(Entries shown):
──────────────────────────────

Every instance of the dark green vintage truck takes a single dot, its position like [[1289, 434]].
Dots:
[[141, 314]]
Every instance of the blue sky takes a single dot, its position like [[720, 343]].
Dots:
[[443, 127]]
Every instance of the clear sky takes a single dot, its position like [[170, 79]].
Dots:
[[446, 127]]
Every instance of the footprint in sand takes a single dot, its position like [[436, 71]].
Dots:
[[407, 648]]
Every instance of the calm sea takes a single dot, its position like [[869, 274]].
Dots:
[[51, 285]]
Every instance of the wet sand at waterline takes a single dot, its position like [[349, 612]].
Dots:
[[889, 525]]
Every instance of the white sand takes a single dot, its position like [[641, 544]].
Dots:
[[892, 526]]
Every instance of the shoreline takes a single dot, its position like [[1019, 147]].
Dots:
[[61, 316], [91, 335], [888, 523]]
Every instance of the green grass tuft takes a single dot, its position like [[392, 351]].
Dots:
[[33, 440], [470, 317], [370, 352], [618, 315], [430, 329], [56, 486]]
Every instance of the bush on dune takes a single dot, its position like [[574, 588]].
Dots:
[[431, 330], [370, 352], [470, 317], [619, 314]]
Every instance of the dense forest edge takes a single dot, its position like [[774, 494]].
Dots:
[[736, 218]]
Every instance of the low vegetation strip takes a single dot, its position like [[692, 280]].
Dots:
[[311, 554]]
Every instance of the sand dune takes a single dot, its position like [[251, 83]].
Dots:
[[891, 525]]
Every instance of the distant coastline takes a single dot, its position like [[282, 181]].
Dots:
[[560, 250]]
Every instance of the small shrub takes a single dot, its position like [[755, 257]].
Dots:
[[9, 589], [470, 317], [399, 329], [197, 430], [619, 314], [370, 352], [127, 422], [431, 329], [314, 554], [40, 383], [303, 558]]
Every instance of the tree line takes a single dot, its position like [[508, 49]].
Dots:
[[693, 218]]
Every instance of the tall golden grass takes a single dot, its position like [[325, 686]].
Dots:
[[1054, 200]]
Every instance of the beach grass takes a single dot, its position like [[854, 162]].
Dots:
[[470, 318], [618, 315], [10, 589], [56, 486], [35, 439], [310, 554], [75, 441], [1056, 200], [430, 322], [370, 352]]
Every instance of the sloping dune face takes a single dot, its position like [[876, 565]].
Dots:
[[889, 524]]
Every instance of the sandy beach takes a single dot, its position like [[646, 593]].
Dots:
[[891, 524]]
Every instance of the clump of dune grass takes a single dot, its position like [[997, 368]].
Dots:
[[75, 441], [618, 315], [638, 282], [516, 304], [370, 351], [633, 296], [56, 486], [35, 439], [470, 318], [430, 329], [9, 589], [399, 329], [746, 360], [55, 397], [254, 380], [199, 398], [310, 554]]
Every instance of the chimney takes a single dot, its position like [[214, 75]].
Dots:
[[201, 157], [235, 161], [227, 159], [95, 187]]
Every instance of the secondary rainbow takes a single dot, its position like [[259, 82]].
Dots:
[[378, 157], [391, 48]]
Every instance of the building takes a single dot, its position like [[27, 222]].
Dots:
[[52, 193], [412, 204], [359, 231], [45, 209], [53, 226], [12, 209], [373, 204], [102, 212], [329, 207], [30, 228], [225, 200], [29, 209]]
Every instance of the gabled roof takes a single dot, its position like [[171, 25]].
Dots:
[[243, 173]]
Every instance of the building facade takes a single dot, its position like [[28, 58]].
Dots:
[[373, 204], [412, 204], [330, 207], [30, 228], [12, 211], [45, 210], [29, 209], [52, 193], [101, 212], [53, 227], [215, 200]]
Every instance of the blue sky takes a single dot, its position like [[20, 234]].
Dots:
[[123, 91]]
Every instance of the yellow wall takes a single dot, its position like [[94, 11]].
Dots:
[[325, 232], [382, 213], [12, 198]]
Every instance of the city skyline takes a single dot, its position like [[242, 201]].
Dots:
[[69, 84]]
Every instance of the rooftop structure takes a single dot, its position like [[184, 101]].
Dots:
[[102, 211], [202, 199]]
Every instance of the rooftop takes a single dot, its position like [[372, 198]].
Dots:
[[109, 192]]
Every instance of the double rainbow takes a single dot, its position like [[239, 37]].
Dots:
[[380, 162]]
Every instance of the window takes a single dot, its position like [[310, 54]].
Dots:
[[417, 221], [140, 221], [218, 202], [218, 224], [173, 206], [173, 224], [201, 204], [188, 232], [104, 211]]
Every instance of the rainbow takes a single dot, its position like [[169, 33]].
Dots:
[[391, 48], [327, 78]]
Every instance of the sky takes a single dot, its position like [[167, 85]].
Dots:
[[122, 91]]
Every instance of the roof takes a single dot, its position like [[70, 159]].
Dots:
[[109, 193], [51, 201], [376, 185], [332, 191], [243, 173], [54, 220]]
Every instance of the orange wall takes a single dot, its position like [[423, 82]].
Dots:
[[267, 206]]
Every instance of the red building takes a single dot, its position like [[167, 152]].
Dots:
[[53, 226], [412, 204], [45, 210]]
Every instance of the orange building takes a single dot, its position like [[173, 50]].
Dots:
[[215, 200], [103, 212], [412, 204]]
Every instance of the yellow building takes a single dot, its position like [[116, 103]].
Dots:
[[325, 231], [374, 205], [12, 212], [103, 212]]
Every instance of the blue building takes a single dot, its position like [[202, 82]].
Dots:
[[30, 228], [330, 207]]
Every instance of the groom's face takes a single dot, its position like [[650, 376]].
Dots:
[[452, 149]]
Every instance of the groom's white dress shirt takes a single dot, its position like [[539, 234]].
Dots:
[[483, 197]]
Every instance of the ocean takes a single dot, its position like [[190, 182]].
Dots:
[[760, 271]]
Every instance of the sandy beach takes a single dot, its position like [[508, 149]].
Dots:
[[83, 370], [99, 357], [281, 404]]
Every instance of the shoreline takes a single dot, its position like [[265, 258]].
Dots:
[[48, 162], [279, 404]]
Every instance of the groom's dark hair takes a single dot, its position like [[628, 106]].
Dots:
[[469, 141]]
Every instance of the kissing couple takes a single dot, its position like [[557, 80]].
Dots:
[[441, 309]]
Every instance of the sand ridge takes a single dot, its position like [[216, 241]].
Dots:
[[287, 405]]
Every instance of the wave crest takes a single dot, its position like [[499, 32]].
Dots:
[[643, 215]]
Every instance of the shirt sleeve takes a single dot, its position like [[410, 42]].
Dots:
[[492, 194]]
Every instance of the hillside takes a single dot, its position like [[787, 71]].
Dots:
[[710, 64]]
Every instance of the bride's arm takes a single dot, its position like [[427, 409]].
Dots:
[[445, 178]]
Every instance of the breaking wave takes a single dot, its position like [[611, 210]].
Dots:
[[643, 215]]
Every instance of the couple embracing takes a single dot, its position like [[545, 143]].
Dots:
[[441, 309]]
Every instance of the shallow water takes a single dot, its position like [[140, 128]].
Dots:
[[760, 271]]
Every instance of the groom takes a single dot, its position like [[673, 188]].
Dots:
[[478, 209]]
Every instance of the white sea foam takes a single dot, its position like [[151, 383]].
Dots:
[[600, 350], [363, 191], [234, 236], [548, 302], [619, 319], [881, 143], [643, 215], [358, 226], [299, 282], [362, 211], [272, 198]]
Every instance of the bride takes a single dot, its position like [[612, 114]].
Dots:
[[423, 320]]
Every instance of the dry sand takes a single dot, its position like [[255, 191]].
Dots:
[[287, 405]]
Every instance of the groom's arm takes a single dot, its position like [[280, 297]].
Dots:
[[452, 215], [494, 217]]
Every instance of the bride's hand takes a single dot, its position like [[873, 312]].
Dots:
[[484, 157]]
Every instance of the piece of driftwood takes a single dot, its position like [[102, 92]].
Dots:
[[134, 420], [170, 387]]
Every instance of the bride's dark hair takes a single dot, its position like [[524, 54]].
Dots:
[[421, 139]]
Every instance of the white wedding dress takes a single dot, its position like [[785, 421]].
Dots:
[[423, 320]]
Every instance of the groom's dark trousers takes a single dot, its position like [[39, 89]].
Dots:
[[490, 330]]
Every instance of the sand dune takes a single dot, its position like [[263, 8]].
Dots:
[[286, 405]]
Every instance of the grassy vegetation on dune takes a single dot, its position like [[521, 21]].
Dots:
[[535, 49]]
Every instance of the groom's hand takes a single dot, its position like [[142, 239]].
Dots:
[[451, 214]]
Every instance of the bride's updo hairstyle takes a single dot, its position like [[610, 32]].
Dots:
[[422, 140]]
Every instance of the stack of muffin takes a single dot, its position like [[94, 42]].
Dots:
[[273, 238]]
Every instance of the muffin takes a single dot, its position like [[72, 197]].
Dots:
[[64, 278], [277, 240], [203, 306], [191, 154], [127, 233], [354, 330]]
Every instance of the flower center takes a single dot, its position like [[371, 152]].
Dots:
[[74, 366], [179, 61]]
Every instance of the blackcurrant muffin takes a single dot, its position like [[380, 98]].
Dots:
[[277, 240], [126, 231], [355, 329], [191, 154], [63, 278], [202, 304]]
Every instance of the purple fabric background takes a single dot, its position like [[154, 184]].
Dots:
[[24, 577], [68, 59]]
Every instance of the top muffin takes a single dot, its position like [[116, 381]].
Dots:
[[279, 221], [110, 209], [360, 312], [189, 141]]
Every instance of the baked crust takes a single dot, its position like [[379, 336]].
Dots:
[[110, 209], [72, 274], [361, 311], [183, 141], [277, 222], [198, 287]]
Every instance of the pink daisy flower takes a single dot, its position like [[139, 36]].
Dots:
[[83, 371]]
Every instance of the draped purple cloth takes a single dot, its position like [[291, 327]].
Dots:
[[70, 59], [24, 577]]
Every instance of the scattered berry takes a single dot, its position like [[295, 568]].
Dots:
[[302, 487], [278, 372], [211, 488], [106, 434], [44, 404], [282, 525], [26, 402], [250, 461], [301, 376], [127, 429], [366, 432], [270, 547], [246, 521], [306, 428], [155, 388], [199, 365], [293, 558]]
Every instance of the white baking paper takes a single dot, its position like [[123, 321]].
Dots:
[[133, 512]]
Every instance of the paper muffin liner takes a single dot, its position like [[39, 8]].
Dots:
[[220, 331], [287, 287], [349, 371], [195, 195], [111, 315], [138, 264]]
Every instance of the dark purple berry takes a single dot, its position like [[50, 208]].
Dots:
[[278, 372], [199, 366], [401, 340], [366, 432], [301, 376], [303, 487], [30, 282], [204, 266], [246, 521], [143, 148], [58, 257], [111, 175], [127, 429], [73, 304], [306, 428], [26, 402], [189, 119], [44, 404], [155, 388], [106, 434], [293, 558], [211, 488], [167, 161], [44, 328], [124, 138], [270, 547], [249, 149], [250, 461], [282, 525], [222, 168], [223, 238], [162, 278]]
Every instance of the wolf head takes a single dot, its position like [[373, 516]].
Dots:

──────────────────────────────

Write out everything from the line containing "Every instance of the blue building" down to the line containing "[[483, 197]]", substituting "bride's" for "groom's" and leaving the rest unchanged.

Every instance of the blue building takes a single dot, its position like [[202, 82]].
Dots:
[[30, 228], [330, 207]]
Every instance of the bride's face takes a single dot, its position like [[650, 376]].
Dots:
[[452, 149]]
Every instance of the bride's white dress shirt takes a single dot, its position like [[539, 234]].
Dots:
[[483, 197]]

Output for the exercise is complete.